* [DESCRIPTION OF THE TASK]: Write all of the entries again. Keep them exactly as they are.

* [RECORDS TO PROCESS]:
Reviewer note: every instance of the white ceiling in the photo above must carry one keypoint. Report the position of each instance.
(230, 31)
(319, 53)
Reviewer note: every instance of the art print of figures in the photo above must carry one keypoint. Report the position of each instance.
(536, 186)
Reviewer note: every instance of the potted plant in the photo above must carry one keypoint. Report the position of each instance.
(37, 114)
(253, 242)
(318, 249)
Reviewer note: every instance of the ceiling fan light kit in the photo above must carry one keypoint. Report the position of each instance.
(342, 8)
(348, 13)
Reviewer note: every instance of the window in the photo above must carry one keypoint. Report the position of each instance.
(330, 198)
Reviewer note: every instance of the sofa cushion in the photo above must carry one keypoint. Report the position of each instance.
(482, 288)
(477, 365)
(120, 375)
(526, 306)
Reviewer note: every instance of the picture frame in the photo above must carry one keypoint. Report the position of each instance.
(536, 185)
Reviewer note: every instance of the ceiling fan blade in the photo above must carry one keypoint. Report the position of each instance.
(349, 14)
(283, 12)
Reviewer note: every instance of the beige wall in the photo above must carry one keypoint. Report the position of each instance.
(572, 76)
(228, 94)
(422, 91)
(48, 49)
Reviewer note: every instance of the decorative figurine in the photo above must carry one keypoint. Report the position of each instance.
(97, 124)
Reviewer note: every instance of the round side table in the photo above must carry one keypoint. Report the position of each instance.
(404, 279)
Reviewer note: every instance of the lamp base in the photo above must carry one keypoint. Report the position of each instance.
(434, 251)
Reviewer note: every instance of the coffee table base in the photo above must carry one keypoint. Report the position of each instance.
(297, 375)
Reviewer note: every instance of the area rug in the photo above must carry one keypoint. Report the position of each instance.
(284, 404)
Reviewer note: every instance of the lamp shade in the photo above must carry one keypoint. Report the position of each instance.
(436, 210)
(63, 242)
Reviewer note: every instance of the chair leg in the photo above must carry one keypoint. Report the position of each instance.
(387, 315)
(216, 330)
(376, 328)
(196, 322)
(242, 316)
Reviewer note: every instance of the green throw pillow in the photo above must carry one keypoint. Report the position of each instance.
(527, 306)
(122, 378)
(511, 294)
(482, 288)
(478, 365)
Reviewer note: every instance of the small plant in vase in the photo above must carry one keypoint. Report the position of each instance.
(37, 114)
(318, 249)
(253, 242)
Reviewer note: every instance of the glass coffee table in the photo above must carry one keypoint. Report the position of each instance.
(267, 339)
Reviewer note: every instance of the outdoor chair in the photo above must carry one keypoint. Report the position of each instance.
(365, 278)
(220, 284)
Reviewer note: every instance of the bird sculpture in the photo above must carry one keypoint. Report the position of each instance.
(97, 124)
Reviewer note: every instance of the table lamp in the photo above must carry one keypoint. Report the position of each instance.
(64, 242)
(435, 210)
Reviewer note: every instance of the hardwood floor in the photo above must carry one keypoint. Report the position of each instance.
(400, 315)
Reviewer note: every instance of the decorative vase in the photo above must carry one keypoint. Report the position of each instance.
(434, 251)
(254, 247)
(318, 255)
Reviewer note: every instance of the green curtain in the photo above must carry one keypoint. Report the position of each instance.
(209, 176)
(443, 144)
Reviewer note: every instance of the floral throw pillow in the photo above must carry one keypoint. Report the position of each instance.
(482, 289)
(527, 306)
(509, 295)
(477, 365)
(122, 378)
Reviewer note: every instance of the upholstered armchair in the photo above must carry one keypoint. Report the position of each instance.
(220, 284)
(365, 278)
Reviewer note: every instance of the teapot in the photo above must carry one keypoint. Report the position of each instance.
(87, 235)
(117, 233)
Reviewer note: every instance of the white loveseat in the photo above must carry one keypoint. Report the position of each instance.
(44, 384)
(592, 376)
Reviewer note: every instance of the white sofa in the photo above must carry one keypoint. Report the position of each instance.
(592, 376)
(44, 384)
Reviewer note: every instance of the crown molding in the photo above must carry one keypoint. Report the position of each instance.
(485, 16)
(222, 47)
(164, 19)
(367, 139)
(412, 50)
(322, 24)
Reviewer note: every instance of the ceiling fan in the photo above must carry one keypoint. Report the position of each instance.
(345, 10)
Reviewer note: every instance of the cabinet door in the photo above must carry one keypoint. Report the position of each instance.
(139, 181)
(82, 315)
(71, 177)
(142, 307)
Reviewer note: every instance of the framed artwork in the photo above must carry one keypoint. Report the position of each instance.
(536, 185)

* [RESULT OF THIS TASK]:
Reviewer note: every instance of the white ceiling in the photo above must carry one keypoint. Report the position of each instance.
(230, 31)
(319, 53)
Reviewer note: every instance of the art print of figures in the photo above must carry one keypoint. Report the position of each instance.
(536, 186)
Reviewer note: every instance of the potted plant in the photo above must carry one keypoint. Report the position of each instance.
(37, 114)
(253, 242)
(318, 249)
Reviewer note: every instance of the ceiling fan light kit in the photo above must carry one keypoint. Report the position of each instance.
(342, 8)
(348, 13)
Reviewer note: every instance of the window in the photo above must carry one keypoint. Report the position of each instance.
(330, 198)
Reviewer note: every instance of the sofa cushion in the photo above must carry one keypoint. Report the position of each instance.
(482, 288)
(477, 365)
(120, 375)
(526, 306)
Reviewer note: every instance of the picture frame in the photo above must carry one keypoint. Report the position of each instance.
(536, 185)
Reviewer note: every instance of the ceiling fan blade in the photo above must carry one keypoint. Report the position of each instance.
(349, 14)
(283, 12)
Reviewer note: every instance of the beige wall in the photo above must carry one keypoint. Report the position of each instance.
(572, 76)
(228, 94)
(422, 91)
(48, 49)
Reviewer note: every instance of the decorative figurine in the photo above must carry one keypoint. Report the position of each instance.
(97, 124)
Reviewer note: every instance of the round side table in the photo above must carry one keypoint. Report the position of each instance.
(404, 279)
Reviewer note: every instance of the lamp base in the photo above must carry one keypoint. Report the position of each instance.
(434, 251)
Reviewer note: every instance of the coffee table base in the photo above must carry one keypoint. Report the position of each instance.
(297, 375)
Reviewer note: every instance of the area rug in the photo above must carry one keypoint. Report the position of each instance.
(284, 404)
Reviewer note: every instance of the lamp shade in the photo above must carry one keypoint. Report the position of each instance.
(436, 210)
(63, 242)
Reviewer note: every instance of the chair leg in the photo above must carry one keypoint. Report the position of each instance.
(387, 315)
(216, 330)
(376, 328)
(196, 322)
(242, 316)
Reviewer note: every instance of the green throw pillow in the photo above must carry one keypoint. Report the position of each instance.
(527, 306)
(122, 378)
(511, 294)
(482, 288)
(478, 365)
Reviewer note: every instance of the small plant in vase in the photo above must carry one keypoint. Report the position of each instance.
(37, 114)
(318, 249)
(253, 242)
Reviewer note: every instance of the glass coffee table in the photo above must carry one keypoint. Report the position of each instance.
(267, 339)
Reviewer note: every instance of the outdoor chair in the photo above must carry one keypoint. Report the position of each instance.
(365, 278)
(220, 284)
Reviewer note: every instance of the bird sculpture in the photo above must carry one keypoint. Report the position of each instance.
(97, 124)
Reviewer note: every instance of the table lamp in the photo above must carry one keypoint. Report the position of each instance.
(64, 242)
(435, 210)
Reviewer note: every instance of the hardwood floor in the photo above must carry one keypoint. Report the position of each instance.
(400, 315)
Reviewer note: every instance of the decorative vase in the photo above must carry one keypoint. Report the position of each instance.
(434, 251)
(254, 247)
(318, 255)
Reviewer note: every instance of the green curtain in the photo above must carry one keypoint. Report the position of each instance.
(209, 176)
(443, 144)
Reviewer note: every instance of the floral throw pillow in the photo above must carry one keypoint. Report the position of each instance.
(482, 289)
(527, 306)
(509, 295)
(477, 365)
(122, 378)
Reviewer note: every instance of the upholstered armchair in the photo above must carry one keypoint. Report the position of each instance.
(220, 284)
(365, 278)
Reviewer note: every instance of the teapot in the photo above must carry one keypoint. Report the position of each instance.
(87, 235)
(117, 233)
Reviewer note: every instance of the white loveseat in the photo above must carry one keypoint. Report the position of each instance.
(44, 384)
(592, 376)
Reviewer note: every instance of the white sofa in the photo above must carry one keypoint. Report the position of each instance.
(592, 376)
(44, 384)
Reviewer note: every instance of the crown molding in the photo above must carry one keypoint. Report the position of each instance.
(485, 16)
(222, 47)
(164, 19)
(367, 139)
(412, 50)
(322, 24)
Reviewer note: every instance of the ceiling fan in the photo above must carry one keypoint. Report the position of each instance.
(345, 10)
Reviewer note: every instance of the cabinet door in the photo above must carry one keypoint. Report the position of each instance.
(139, 181)
(82, 315)
(71, 177)
(142, 307)
Reviewer note: every instance of the framed artwork in the photo above must carry one keypoint. Report the position of each instance.
(536, 185)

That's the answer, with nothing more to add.